If generator is 90% efficient ...

When it takes 100 Wh of kinetic energy away from the vehicle ... it slows the vehicle down by 100 Wh worth of kinetic energy ... but as 90% efficient it will only give you 90Wh of electrical energy ... the other 10Wh of energy is wasted to things you do not want ... heat, light, radio static, sound , etc...

Now where did the vehicle get that 100 Wh worth of kinetic energy in the first place?

If it is a EV and the drive motor is 90% efficient ... to get 100 Wh worth of kinetic energy out you have to put ~111 Wh worth of electrical energy into the drive motor.

So at best ... even if we ignore the % efficiency of the motor controller electronics ... and the cycle efficiency of the batteries to store the energy ... and we ignore losses from things like aerodynamics, rolling resistance , transmissions, etc...

in an ideal world ... you supply your ( 90% efficient ) drive motor with ~111 Wh worth of electricity to get 90Wh worth of electricity back from your 90% efficient generator.

so yes... it works ... but as others have said ... you can't even break even.

As far as I know KERS ( even though it was setup differently ) still suffered the same kind of energy waste / efficiency losses ... it was not a method of increased efficiency ... it was a method of short term power boosting.

- - - - - - - 

Now for the sake of simplicity I suggest avoiding the more complex interactions of how some power boosting systems can be used to increase the vehicles operating efficiency... that is a topic you can work up to ... the short answer is that there are trade offs and break even points ... bellow a break even point it is a operating loss... above a break even point it is a operating gain.

- Data supplied

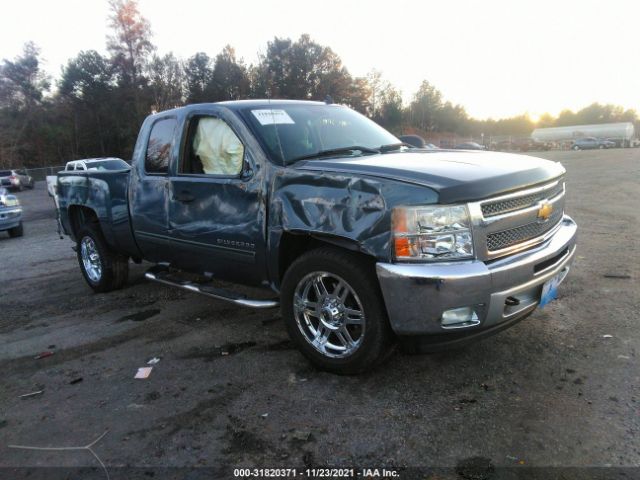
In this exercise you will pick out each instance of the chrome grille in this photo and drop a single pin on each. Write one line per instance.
(498, 207)
(513, 236)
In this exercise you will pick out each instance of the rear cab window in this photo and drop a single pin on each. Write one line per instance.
(158, 152)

- Task goal
Write the next part of the forum post on generator and drive motor efficiency, picking up after its last sentence.

- Exercise answer
... but each step ... each conversion ... is always less than 100% efficient.

The energy always .... always .... always ... has to come from something ... from somewhere.... something else always has to give up energy for you to get it.


----------



## TomA (Mar 26, 2009)

IamIan said:


> As far as I know KERS ( even though it was setup differently ) still suffered the same kind of energy waste / efficiency losses ... it was not a method of increased efficiency ... it was a method of short term power boosting.



Correct, and the thing to remember about F1 is "efficiency" really isn't part of the game. The cars disturb the air so violently that the fences around the track wave in and out when just one car goes by. They brake so hard the carbon discs glow red, the tires and even the track surface are ruined from the friction. They generate (and shed) so much heat that if the airflow around the cooling or exhaust systems is even slightly disrupted,
there is often a fire. Formula One is an awesome example of the precisely directed discharge of extravagant amounts of energy, not its conservation...

TomA


----------



## deanbo (Jun 7, 2010)

IamIan said:


> If generator is 90% efficient ...
> 
> When it takes 100 Wh of kinetic energy away from the vehicle ... it slows the vehicle down by 100 Wh worth of kinetic energy ... but as 90% efficient it will only give you 90Wh of electrical energy ... the other 10Wh of energy is wasted to things you do not want ... heat, light, radio static, sound , etc...
> 
> ...


This particular idea for regenerating energy would only regenerate energy when the brakes are applied. The extra energy requirement from the batteries would be because of weight, nothing else as brakes do not require electrical energy in any way, shape or form to function.


----------



## IamIan (Mar 29, 2009)

deanbo said:


> This particular idea for regenerating energy would only regenerate energy when the brakes are applied. The extra energy requirement from the batteries would be because of weight, nothing else as brakes do not require electrical energy in any way, shape or form to function.


Upgrading conventional friction brakes to regenerative brakes can help with your net efficiency ... but , only if you can disconnect the generator when you are not braking.

The other thing to keep in mind ... is that even upgrading to regenerative braking will have a break even point.

Bellow the break even point the addition weight from batteries , controllers, etc... which any increase in weight reduces your vehicle efficiency of travel ... bellow a certain point the cost of that weight is a larger impact than the beneficial impact of the regenerative braking.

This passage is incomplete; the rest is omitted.